Comment by FuckButtons
16 hours ago
I can run Minimax-m2.1 on my m4 MacBook Pro at ~26 tokens/second. It’s not opus, but it can definitely do useful work when kept on a tight leash. If models improve at anything like the rate we have seen over the last 2 years I would imagine something as good as opus 4.5 will run on similarly specced new hardware by then.
I appreciate this, however, as a ChatGPT, Claude.ai, Claude Code, and Windsurf user... who has tried nearly every single variation of Claude, GPT, and Gemini in those harnesses, and has tested all the those models via API for LLM integrations into my own apps... I just want SOTA, 99% of the time, for myself, and my users.
I have never seen a use case where a "lower" model was useful, for me, and especially my users.
I am about to get almost the exact MacBook that you have, but I still don't want to inflict non-SOTA models on my code, or my users.
This is not a judgement against you, or the downloadable weights, I just don't know when it would be appropriate to use those models.
BTW, I very much wish that I could run Opus 4.5 locally. The best that I can do for my users is the Azure agreement that they will not train on their data. I also have that setting set on my claude.ai sub, but I trust them far less.
Disclaimer: No model is even close to Opus 4.5 for agentic tasks. In my own apps, I process a lot of text/complex context and I use Azure GPT 4.1 for limited llm tasks... but for my "chat with the data" UX, Opus 4.5 all day long. It has tested so superior.
Is Azure's pricing competitive on openAI's offerings through the api? Thanks!
The last I checked, it is exactly equivalent per token to direct OpenAI model inference.
The one thing I wish for is that Azure Opus 4.5 had json structured output. Last I checked that was in "beta" and only allowed via direct Anthropic API. However, after many thousands of Opus 4.5 Azure API calls with the correct system and user prompts, not even one API call has returned invalid json.
I'm guessing that's ~26 decode tokens/s for 2-bit or 3-bit quantized Minimax-m2.1 at 0 context, and it only gets worse as the context grows.
I'm also sure your prefill is slow enough to make the model mostly unusable, even at smallish context windows, but entirely at mid to large context.

▶ Work to complete
Answer these questions about the thread on local versus hosted models:
1. What generation speed does the first commenter report for Minimax-m2.1 on an M4 MacBook Pro?
2. According to the reply about Azure pricing, how does Azure's per-token cost compare with direct OpenAI model inference?
3. Which model does the second commenter use through Azure for limited LLM tasks?

Saved entries:
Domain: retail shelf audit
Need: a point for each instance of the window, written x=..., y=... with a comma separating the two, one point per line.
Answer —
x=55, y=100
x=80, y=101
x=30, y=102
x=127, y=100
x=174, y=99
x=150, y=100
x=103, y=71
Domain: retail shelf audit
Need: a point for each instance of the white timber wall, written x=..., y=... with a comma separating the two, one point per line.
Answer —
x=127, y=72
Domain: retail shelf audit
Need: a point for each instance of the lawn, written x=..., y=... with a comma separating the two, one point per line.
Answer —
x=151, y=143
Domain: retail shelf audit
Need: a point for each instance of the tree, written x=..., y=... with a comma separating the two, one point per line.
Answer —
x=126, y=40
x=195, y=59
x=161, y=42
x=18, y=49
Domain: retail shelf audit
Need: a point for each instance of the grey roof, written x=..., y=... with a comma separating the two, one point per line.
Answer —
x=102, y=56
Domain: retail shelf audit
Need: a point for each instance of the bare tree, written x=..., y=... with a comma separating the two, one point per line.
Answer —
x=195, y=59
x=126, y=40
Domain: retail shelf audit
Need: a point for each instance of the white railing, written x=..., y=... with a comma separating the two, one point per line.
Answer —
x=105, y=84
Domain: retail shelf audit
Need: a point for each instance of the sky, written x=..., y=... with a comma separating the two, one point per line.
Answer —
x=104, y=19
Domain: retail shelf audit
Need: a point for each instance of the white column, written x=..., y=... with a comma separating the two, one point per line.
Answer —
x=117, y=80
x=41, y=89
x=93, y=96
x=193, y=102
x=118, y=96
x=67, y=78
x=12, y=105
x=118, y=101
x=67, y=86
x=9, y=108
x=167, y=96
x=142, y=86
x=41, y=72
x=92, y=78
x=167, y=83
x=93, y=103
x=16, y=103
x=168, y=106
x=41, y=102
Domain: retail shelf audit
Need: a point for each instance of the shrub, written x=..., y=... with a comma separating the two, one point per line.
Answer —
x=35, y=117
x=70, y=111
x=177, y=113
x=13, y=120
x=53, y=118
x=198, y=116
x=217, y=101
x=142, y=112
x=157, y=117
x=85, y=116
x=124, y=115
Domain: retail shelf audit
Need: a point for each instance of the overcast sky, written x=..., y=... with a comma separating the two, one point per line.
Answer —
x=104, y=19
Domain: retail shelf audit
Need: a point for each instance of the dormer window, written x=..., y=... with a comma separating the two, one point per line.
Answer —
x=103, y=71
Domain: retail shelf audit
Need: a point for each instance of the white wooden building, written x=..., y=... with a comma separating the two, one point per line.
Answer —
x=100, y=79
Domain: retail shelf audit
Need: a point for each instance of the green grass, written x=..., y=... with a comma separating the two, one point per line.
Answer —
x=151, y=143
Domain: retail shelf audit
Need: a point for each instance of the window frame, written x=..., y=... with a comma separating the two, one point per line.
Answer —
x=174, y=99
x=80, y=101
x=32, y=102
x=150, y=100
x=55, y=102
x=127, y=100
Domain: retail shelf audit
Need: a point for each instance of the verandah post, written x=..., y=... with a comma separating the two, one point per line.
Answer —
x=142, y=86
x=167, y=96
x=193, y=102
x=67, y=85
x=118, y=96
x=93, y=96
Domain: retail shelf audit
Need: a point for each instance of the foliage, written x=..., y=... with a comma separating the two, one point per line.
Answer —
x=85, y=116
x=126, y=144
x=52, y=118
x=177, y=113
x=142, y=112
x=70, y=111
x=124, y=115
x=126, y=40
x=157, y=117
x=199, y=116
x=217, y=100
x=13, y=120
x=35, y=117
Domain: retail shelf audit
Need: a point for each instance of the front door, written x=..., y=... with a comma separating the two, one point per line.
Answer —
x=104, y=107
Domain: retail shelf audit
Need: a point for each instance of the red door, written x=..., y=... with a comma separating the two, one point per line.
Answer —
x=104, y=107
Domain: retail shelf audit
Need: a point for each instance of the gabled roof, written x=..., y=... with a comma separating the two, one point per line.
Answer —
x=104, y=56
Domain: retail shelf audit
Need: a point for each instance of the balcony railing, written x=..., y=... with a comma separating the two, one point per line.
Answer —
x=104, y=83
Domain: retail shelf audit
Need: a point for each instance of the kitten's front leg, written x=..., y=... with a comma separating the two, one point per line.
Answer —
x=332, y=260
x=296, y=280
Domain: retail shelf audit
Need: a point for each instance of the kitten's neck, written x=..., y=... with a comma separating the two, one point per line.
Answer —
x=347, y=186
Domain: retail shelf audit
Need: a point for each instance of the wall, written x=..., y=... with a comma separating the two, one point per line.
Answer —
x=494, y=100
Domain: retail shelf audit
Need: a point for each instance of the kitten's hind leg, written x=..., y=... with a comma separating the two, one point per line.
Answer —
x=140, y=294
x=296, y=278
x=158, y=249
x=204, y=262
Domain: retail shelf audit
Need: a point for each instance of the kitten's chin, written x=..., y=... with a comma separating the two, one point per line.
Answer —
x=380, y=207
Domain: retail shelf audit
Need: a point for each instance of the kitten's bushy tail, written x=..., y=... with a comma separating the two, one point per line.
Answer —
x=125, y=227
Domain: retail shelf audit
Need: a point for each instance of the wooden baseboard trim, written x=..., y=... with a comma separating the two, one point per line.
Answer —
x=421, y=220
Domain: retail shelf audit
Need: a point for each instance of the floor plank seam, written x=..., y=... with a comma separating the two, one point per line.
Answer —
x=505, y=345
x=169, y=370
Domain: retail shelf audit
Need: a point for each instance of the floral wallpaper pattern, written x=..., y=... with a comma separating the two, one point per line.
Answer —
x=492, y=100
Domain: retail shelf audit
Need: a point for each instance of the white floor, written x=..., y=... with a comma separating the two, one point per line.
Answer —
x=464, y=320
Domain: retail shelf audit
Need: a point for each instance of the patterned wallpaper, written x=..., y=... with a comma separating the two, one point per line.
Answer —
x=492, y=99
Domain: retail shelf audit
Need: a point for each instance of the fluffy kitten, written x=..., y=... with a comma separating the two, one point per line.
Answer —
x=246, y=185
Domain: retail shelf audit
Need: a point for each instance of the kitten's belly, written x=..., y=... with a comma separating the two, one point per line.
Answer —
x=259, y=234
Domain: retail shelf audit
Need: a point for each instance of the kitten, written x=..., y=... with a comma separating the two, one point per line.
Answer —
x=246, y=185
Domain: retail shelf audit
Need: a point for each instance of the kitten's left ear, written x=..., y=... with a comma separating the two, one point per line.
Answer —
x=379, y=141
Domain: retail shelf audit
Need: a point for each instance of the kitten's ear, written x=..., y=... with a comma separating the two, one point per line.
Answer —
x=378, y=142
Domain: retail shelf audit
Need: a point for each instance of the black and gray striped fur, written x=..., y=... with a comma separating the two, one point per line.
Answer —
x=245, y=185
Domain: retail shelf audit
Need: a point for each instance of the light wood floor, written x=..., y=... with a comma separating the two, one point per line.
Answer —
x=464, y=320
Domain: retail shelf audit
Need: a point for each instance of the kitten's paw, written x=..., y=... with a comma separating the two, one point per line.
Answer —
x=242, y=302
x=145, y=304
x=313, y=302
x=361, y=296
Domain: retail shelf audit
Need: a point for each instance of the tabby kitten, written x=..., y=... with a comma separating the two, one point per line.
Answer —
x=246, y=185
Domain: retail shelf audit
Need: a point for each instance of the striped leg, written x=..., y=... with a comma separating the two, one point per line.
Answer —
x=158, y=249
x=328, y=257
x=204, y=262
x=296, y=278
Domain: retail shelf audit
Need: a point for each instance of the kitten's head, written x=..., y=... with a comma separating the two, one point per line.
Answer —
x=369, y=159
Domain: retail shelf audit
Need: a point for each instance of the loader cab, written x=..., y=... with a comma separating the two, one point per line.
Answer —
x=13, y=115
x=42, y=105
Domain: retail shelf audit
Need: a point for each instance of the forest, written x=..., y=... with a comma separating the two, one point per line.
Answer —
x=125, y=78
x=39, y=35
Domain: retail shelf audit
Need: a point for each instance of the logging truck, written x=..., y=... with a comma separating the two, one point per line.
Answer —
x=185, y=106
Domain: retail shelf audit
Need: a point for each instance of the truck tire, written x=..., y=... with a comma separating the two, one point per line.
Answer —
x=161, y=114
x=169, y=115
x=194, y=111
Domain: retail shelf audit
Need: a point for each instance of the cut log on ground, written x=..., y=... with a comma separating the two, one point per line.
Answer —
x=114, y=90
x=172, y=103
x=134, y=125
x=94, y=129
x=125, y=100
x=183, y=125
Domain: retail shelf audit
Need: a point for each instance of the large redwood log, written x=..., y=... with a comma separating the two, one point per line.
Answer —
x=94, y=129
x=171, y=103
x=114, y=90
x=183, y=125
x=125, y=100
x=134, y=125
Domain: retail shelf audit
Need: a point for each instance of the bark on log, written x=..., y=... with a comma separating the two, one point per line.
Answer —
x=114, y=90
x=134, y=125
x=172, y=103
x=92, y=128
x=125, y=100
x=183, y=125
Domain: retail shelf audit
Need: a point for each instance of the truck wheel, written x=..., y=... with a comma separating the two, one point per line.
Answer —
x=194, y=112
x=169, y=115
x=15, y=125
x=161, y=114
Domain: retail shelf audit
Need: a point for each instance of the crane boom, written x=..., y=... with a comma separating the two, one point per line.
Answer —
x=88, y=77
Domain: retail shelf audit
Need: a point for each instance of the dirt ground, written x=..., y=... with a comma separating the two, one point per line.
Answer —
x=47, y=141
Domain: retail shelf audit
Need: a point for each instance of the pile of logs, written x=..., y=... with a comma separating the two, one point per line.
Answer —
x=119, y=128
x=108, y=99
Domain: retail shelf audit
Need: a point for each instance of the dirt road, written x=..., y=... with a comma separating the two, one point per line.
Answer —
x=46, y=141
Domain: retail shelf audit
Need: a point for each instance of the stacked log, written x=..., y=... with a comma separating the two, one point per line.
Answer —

▶ Response to the exercise
1. About 26 tokens per second.
2. It is exactly equivalent per token.
3. Azure GPT 4.1.